Selected extract start

The fact that you do not have a formal written right to access the property from the public highway does not mean that you necessarily do not have a right of way. Your parents lived at the property for a considerable length of time during which I assume they drove vehicles along the driveway, and since their death you have presumably continued to do the same. In these circumstances it is quite possible to obtain what is called a prescriptive right of way providing the access has been in constant use for 20 years or more. In order to prove this to a prospective buyer you will need to sign a statuary declaration stating that to your knowledge your parents have used the right of way unhindered and without reference to or permission from the owner of the land for a period in excess of 20 years and that you have continued to do the same. This then will need to be sworn in front of a notary. It is also quite helpful that in these circumstances a second person can be found who would also be able to testify in a similar vein. A purchasers solicitor will almost certainly ask for an indemnity insurance policy in these circumstances, but that is rarely a problem and the cost is usually modest. I would definitely encourage you to seek further advice from your solicitor or ourselves prior to marketing.

Agricultural

I own a small piece of woodland and I would like to undertake some woodland improvement work by coppicing and felling specific trees and planting new ones. Can I do this or do I need planning permission?
You do not need planning permission to fell trees unless a specific tree or a group of trees are subject to a tree preservation order, in which case you will need consent from the Local Authority. However, in order to undertake large scale felling or thinning you will require a felling licence from the Forestry Authority. You are allowed to undertake some limited felling works without such a licence which includes small trees under a prescribed size, dead or dangerous tress and trees within residential gardens (unless they are subject to a tree preservation order). You are also allowed to fell up to a prescribed volume of timer per annum without the need for a felling licence. There are no restrictions on planting new trees; however there are attractive grants available for doing so and we can advise on the need for felling licences and grant schemes that may be made available.
I have recently acquired some agricultural land adjacent to my house. I would like to enter into an arrangement with a local farmer or equestrian yard so that a third party can graze the land but I am concerned about a prospective occupier obtaining statutory rights which might last several generations, thus preventing me from taking possession back if I should ever want to sell the land. How should I go about protecting my interests?

Selected extract end
Recorded data start

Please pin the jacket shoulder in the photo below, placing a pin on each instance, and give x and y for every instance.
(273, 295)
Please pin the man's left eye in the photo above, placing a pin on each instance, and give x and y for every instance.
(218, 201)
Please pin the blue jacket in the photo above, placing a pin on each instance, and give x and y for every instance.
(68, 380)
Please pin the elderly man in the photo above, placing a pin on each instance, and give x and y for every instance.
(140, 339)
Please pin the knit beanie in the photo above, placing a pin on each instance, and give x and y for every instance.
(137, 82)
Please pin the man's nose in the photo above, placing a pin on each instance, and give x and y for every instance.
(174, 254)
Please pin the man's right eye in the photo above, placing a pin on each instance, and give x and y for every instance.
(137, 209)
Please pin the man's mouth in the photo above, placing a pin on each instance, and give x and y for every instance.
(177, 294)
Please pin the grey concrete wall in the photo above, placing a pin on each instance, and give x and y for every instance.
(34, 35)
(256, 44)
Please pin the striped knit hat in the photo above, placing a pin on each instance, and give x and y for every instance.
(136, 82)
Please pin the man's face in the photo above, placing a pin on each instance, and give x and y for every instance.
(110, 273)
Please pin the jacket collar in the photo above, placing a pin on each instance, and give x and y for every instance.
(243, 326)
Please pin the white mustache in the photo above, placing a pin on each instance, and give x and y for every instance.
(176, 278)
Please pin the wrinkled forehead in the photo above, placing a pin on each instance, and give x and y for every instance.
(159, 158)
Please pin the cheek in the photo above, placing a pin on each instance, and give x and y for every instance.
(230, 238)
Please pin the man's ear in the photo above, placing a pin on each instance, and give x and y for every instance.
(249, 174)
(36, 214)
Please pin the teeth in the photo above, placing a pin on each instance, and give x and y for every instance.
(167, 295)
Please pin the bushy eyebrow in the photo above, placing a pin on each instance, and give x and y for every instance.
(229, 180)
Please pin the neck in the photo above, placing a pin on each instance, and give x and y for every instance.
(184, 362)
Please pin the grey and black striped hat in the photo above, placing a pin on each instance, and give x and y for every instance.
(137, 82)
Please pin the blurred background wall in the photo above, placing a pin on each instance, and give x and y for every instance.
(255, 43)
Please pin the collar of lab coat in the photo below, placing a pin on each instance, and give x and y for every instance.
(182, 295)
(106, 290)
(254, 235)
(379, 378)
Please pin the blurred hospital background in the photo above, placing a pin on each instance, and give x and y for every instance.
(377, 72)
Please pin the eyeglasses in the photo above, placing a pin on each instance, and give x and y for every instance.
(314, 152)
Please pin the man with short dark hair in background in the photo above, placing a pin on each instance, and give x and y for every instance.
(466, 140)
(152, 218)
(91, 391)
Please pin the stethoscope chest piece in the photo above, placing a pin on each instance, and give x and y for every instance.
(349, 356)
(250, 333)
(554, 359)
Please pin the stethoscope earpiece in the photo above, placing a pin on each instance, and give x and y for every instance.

Recorded data end

[Problem to work on] Repeat the part of the property advice text starting with "I have recently" and going on through "protecting my interests?", word for word. The rows have nothing to do with the property advice text.

[Output for this exercise]
I have recently acquired some agricultural land adjacent to my house. I would like to enter into an arrangement with a local farmer or equestrian yard so that a third party can graze the land but I am concerned about a prospective occupier obtaining statutory rights which might last several generations, thus preventing me from taking possession back if I should ever want to sell the land. How should I go about protecting my interests?